● **WRITTEN REQUEST**: Only the lines from the line holding "Would you be able to pick out the window" through the final line of the entries below are to be returned, exactly as they stand.

[Named-object pointing records]

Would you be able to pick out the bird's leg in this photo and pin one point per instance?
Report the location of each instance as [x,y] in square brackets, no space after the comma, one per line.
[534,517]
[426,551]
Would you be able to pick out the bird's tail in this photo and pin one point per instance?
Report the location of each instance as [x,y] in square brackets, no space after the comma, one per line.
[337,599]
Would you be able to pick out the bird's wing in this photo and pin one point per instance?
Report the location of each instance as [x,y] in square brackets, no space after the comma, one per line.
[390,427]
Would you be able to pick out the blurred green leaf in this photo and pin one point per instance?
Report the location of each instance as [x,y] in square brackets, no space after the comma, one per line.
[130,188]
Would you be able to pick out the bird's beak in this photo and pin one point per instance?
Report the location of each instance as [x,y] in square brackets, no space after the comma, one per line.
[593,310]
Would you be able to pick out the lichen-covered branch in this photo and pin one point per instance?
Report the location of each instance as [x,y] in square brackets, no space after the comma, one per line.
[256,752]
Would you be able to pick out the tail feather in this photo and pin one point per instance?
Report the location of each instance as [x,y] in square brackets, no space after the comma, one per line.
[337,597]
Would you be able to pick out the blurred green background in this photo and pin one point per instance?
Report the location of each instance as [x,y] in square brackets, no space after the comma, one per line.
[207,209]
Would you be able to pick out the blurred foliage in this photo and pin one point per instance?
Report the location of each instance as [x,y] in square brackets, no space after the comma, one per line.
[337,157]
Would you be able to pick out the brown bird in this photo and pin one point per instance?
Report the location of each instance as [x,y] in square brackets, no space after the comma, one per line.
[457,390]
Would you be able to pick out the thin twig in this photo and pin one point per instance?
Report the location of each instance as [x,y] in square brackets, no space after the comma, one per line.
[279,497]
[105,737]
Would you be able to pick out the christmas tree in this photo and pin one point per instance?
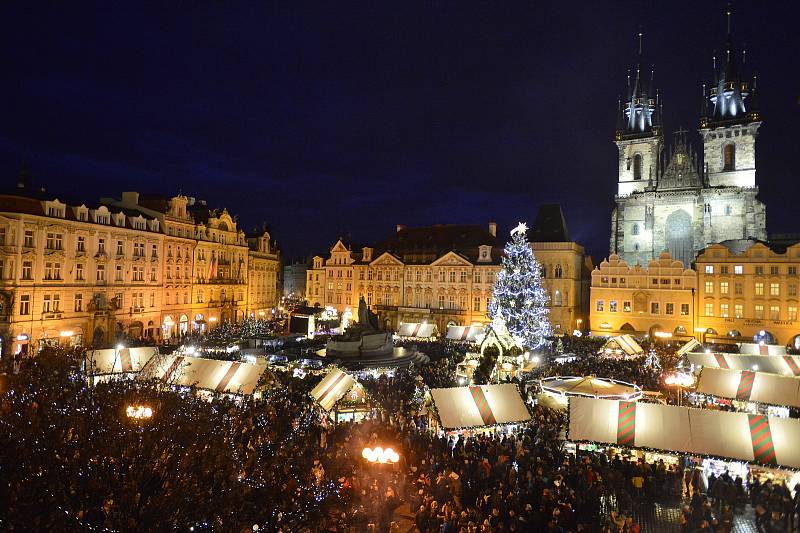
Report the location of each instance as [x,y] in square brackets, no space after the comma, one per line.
[518,297]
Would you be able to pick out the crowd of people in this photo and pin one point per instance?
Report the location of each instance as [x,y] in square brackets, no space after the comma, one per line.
[71,459]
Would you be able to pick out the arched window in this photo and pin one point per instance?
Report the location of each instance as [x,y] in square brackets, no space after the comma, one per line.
[729,157]
[637,167]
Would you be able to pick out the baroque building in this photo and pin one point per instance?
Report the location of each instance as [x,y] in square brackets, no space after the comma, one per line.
[138,267]
[445,274]
[674,199]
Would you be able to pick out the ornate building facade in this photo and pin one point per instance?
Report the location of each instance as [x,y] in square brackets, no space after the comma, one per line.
[85,274]
[445,274]
[677,200]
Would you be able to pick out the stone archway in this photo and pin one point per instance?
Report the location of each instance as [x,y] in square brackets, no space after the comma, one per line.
[680,237]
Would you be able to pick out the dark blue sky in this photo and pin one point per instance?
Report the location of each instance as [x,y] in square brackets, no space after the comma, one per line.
[346,118]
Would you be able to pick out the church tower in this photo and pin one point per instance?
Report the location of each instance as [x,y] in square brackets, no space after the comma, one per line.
[729,122]
[638,136]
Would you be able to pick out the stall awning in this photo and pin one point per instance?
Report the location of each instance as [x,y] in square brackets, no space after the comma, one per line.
[416,329]
[787,365]
[688,347]
[739,436]
[747,385]
[211,374]
[464,333]
[332,387]
[123,361]
[479,405]
[625,343]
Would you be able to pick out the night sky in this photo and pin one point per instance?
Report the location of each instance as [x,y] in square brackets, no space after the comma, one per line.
[346,118]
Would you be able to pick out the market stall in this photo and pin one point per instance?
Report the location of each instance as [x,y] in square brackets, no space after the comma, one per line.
[738,436]
[479,406]
[746,385]
[213,375]
[416,330]
[464,333]
[622,346]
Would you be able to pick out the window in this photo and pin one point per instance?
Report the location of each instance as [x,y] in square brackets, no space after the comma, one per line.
[729,157]
[637,167]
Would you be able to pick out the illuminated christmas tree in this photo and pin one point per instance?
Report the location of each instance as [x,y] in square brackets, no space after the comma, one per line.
[518,297]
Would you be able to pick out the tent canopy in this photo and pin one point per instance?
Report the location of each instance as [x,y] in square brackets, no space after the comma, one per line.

● **RESPONSE**:
Would you be able to pick out the window in this photo and pin one point per instance?
Report the location of each instance as [x,y] in square brackets, no space after the comma, one per line.
[729,157]
[637,167]
Would you be able to pick out the illuminated christmas tree in this photo and pin one point per instance?
Report the location of each instance as [x,y] in square brackets, no space after the comma, one per line.
[518,297]
Would you be able to pick out the tent canopy in this photo and pin one point per instance?
Report the location of each instance as [x,y] in square brackets, no space after the comma, one per line.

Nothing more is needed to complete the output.